**Your task:**
The line containing "In this exercise you will label the window in" marks the start; return it and every line after it in the listing below, exactly, through the last.

[start of Provided information]

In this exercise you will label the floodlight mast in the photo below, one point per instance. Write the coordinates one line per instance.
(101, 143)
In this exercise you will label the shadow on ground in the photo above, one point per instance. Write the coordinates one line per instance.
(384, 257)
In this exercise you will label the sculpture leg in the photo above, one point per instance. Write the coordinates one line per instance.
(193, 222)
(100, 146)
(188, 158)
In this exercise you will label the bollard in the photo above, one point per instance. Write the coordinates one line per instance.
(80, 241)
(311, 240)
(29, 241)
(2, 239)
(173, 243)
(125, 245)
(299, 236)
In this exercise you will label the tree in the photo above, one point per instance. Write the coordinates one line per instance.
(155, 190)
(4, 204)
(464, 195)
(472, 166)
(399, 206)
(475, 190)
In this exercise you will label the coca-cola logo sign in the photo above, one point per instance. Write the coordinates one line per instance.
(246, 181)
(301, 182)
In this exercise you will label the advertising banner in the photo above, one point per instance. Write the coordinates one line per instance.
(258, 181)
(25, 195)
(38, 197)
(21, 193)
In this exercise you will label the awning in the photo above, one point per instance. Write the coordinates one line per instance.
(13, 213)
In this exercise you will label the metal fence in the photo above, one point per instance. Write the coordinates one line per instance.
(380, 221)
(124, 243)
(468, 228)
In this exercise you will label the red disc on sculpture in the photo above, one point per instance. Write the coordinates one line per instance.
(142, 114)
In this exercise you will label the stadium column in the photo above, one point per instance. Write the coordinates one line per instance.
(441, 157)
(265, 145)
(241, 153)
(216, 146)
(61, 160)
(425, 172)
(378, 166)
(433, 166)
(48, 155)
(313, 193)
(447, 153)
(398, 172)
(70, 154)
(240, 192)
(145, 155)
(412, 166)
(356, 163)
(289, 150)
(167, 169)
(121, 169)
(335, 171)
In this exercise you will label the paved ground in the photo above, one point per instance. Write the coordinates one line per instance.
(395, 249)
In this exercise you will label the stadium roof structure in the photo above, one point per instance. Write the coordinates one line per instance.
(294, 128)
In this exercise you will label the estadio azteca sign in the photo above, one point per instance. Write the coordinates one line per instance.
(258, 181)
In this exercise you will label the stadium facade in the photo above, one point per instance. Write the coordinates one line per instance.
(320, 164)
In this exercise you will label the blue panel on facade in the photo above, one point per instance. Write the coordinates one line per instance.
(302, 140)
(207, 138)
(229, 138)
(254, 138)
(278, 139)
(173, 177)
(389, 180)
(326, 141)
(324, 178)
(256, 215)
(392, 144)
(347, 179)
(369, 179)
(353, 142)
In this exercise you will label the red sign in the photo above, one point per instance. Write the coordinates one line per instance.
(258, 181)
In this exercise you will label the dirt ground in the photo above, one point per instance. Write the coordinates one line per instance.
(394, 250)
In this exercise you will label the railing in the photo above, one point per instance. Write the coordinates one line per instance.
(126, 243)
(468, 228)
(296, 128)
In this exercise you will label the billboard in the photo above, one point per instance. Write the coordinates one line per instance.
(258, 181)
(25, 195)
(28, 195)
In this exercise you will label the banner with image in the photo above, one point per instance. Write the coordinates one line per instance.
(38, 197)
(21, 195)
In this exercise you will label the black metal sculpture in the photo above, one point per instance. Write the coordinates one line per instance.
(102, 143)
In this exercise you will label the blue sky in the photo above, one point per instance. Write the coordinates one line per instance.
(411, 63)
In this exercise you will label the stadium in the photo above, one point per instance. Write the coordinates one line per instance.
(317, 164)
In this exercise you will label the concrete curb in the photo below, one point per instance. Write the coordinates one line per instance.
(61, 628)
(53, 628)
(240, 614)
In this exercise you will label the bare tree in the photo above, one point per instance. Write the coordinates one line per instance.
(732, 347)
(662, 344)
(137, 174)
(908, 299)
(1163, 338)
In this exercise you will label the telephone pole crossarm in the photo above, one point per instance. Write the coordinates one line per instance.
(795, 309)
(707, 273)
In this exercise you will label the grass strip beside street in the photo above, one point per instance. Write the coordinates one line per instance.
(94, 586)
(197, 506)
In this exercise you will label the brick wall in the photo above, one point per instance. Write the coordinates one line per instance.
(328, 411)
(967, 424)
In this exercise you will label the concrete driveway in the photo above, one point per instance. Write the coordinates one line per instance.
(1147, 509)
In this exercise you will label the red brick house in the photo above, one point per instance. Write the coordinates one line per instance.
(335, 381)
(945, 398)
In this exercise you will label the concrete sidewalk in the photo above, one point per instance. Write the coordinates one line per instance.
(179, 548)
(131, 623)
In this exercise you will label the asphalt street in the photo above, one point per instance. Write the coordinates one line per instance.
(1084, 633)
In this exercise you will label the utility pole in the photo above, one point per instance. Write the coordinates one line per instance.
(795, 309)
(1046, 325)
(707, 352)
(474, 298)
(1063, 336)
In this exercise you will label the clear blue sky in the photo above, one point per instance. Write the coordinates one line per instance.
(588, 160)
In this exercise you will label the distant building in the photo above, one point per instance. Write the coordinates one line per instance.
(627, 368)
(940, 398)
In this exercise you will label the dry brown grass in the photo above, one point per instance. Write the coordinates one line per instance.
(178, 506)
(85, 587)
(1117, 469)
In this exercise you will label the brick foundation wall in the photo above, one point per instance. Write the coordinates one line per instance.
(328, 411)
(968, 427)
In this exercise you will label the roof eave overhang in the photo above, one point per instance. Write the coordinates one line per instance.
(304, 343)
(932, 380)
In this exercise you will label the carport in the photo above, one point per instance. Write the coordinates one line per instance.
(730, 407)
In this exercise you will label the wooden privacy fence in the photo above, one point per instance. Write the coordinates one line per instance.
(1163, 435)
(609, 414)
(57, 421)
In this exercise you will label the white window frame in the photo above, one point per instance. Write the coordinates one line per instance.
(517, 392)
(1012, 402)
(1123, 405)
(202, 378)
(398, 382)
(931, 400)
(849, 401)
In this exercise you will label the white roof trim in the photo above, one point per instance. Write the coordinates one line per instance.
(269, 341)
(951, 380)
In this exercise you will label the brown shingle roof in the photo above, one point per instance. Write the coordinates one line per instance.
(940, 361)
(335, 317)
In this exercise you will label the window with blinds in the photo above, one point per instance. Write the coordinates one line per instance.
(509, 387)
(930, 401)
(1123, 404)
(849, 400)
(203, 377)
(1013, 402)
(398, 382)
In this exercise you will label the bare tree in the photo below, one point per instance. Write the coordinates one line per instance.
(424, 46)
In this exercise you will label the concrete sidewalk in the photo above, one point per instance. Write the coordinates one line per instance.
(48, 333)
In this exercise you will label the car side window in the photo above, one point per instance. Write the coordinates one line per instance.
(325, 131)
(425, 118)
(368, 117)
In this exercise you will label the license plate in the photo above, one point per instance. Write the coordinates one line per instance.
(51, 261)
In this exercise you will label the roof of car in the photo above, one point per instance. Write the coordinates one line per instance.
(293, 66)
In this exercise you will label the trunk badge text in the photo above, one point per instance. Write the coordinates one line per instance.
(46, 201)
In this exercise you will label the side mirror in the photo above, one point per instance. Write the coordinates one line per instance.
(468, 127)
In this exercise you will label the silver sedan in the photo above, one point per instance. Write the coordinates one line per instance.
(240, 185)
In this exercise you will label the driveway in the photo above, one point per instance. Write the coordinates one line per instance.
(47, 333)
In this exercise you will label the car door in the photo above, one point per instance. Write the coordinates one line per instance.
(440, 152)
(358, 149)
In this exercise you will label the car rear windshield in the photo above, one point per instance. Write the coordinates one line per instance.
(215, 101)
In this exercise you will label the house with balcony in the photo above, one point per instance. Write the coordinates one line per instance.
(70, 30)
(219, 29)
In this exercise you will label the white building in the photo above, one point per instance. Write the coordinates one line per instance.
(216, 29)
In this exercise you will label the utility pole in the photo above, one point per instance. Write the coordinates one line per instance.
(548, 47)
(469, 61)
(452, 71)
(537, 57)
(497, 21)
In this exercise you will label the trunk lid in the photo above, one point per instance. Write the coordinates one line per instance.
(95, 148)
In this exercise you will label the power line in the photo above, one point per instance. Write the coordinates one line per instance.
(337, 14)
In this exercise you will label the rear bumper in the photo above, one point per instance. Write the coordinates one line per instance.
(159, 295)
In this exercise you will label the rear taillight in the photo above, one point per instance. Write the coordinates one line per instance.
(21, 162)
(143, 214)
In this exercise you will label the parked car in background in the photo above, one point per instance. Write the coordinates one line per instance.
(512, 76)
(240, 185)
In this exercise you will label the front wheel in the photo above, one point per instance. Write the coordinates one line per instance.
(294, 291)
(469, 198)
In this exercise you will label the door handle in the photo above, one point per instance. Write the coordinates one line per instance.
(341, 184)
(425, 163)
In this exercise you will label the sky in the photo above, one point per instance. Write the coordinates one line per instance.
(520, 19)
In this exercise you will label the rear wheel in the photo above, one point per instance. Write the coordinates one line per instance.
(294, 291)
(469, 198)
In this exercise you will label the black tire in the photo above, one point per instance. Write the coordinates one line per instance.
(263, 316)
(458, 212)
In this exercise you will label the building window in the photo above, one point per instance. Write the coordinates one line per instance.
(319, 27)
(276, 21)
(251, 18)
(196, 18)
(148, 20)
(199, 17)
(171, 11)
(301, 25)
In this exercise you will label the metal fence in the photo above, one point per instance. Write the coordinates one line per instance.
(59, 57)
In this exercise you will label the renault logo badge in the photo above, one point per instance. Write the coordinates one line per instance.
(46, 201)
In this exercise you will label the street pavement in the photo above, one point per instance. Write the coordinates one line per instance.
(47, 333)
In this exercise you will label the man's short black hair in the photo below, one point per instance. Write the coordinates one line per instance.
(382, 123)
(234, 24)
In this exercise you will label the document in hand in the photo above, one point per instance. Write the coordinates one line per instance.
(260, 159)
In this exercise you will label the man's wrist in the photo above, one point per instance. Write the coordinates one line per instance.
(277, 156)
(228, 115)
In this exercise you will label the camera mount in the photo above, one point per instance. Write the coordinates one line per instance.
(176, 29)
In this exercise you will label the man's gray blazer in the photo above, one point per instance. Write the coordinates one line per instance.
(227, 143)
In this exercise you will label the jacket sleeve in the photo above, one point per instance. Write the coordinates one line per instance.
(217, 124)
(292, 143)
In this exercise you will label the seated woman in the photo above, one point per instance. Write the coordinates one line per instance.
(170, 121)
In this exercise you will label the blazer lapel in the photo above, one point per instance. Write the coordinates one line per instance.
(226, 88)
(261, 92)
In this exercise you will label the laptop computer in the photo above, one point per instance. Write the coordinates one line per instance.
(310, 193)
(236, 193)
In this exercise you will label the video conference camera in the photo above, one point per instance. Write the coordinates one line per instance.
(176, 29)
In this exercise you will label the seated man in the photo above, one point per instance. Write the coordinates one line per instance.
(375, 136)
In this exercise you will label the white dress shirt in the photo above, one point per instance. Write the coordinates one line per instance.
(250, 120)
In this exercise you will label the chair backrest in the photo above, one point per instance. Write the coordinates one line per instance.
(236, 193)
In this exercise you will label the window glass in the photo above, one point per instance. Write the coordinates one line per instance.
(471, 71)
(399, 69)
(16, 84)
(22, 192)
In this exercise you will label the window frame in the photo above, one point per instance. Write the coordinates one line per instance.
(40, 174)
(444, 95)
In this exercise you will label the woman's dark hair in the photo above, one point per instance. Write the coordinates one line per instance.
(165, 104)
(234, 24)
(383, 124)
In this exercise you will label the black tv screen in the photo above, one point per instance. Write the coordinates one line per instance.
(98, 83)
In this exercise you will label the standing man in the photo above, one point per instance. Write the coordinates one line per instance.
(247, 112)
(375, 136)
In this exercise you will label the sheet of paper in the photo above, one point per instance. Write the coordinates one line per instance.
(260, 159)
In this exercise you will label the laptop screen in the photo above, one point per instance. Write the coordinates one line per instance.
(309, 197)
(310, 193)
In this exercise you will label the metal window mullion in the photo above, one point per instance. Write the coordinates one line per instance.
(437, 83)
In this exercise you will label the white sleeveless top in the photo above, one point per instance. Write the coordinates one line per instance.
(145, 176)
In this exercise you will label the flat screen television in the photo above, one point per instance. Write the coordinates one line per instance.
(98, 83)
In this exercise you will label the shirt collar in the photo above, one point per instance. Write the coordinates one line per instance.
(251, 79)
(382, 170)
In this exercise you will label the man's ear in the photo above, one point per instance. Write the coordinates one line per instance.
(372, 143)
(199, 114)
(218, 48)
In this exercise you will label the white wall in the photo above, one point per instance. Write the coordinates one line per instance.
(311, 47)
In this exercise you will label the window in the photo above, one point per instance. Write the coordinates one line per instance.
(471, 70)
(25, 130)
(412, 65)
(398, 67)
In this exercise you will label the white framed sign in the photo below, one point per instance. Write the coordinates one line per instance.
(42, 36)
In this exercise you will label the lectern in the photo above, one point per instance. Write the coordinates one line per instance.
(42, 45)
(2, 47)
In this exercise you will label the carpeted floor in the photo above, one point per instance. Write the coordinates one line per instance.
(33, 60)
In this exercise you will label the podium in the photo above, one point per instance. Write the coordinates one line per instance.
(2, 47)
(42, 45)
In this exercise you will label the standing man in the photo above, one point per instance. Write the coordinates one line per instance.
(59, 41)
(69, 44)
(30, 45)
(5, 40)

[end of Provided information]

**Output below:**
In this exercise you will label the window in the photo above, one point per instance. Write the coordinates one line per instance.
(471, 70)
(25, 130)
(412, 65)
(398, 67)
In this exercise you will label the white framed sign in the photo below, one point per instance. Write the coordinates one line per instance.
(42, 36)
In this exercise you will label the lectern in the photo above, one point per instance. Write the coordinates one line per instance.
(42, 45)
(2, 47)
In this exercise you will label the carpeted floor in the photo above, one point per instance. Write the coordinates one line per instance.
(33, 60)
In this exercise you will label the podium in the photo above, one point per instance. Write the coordinates one line per instance.
(2, 47)
(42, 45)
In this exercise you will label the standing man in the photo above, one point per instance. Write the coordinates one line per instance.
(59, 41)
(69, 44)
(30, 45)
(5, 40)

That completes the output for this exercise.